Job:
Please count the lines in the rows that follow that contain the string "below", treating uppercase and lowercase as different, and give only the number.

Data shown:
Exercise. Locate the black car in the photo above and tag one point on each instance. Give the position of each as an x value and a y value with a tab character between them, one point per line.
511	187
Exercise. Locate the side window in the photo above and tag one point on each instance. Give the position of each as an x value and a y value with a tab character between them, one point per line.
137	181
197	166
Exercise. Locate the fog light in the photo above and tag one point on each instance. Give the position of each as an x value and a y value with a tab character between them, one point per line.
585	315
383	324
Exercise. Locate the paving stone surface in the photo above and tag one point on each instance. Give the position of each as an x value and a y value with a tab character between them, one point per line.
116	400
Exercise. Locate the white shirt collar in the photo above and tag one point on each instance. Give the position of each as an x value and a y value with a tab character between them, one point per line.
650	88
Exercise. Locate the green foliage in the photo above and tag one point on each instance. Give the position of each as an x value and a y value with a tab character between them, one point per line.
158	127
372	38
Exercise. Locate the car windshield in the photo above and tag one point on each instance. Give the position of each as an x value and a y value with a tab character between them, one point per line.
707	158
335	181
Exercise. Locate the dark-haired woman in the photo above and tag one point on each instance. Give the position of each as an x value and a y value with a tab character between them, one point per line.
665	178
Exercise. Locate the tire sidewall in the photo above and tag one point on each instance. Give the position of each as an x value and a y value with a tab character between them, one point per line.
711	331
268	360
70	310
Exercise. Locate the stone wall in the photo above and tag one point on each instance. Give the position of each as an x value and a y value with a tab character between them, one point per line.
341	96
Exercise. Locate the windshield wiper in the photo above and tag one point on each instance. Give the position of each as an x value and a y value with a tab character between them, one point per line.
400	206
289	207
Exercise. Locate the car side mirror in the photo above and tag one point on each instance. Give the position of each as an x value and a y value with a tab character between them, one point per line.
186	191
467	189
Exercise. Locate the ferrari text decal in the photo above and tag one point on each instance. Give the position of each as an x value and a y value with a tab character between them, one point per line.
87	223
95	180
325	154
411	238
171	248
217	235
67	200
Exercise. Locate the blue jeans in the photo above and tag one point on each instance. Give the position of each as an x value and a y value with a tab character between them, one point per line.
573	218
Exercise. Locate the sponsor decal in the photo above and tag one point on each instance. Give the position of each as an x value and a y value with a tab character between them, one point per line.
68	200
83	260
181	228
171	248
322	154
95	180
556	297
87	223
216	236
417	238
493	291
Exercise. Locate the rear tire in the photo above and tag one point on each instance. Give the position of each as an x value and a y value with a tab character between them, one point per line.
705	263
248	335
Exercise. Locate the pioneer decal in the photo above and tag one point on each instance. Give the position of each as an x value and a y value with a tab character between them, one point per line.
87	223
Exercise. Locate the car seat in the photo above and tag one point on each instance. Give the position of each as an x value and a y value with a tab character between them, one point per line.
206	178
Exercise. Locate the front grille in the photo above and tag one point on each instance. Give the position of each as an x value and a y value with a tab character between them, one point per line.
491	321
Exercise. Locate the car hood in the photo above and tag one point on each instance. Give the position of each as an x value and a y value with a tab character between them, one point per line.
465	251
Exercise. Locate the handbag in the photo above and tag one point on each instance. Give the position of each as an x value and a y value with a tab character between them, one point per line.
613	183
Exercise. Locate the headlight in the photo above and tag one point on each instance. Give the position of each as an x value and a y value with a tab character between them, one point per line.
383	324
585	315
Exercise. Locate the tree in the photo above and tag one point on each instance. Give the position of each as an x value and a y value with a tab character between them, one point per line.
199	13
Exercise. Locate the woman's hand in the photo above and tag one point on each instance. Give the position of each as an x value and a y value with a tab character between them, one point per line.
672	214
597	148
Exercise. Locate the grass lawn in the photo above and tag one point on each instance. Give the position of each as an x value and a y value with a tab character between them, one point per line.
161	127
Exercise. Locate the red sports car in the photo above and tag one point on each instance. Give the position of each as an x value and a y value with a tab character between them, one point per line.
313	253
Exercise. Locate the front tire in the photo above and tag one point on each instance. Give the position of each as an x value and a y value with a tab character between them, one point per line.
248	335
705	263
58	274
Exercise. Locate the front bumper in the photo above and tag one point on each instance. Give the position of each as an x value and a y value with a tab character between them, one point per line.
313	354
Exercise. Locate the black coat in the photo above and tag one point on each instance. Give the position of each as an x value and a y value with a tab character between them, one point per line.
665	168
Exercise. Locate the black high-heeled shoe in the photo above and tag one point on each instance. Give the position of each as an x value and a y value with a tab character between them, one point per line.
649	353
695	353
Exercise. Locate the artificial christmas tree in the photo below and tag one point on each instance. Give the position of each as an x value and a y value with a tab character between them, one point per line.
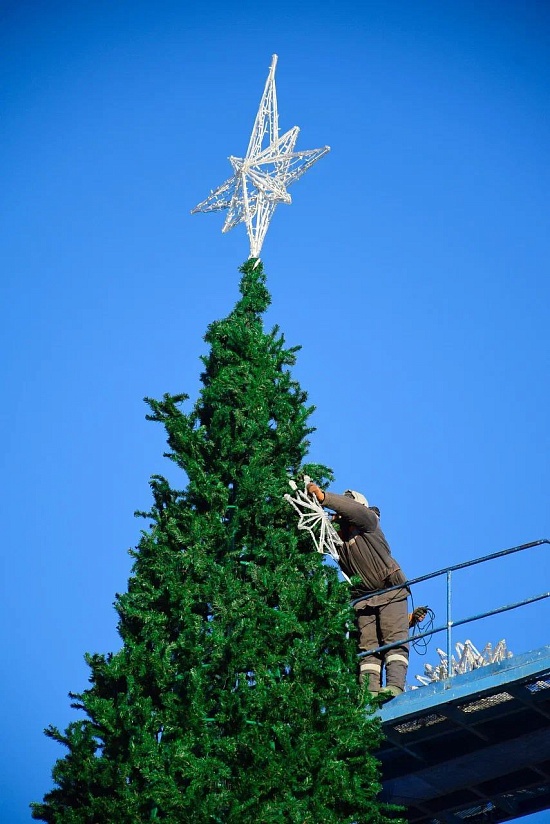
234	697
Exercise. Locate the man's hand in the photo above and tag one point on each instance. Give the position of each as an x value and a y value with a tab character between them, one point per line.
313	489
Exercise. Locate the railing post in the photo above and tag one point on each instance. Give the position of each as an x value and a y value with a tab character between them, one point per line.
449	625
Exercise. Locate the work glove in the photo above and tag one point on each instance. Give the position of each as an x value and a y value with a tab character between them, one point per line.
315	490
417	616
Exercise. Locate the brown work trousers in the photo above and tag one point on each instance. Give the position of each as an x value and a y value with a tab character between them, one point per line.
380	625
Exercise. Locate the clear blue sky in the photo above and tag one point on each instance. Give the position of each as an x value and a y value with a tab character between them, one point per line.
412	266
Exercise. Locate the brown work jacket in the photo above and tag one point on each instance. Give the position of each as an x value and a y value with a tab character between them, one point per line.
367	553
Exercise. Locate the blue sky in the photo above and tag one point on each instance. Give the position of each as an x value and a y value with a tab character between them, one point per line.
412	267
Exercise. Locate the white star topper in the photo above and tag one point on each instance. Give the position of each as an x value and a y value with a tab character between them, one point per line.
314	519
261	178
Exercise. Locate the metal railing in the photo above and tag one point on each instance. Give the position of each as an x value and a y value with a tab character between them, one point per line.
450	623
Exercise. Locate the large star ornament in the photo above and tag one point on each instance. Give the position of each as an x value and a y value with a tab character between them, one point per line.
313	518
260	180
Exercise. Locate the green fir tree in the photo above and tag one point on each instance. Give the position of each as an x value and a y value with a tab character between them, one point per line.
234	697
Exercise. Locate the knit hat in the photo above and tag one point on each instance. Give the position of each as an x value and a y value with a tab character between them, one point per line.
356	497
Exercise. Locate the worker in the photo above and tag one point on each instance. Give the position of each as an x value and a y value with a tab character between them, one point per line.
381	619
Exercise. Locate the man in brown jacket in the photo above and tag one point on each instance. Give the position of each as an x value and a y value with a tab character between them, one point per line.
381	619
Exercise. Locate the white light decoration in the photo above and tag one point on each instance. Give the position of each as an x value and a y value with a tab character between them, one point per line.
468	658
261	179
314	519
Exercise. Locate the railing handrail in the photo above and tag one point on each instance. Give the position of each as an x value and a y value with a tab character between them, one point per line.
450	623
453	568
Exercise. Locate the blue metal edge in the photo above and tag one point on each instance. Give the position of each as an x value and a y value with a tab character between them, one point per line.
484	679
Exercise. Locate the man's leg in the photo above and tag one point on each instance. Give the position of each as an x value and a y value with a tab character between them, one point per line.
370	667
394	626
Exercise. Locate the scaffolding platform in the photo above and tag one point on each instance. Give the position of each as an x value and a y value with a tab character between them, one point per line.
472	748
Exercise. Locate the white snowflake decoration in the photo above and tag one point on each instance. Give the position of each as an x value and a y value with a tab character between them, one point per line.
261	179
314	519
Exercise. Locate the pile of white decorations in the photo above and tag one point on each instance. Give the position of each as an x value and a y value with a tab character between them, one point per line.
468	658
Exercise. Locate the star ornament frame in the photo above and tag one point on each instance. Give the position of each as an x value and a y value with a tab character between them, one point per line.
313	519
261	179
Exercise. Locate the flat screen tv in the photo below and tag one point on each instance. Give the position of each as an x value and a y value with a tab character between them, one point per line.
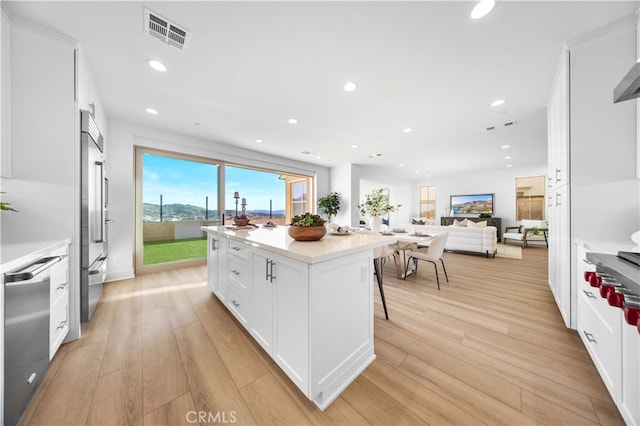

Response to this task:
2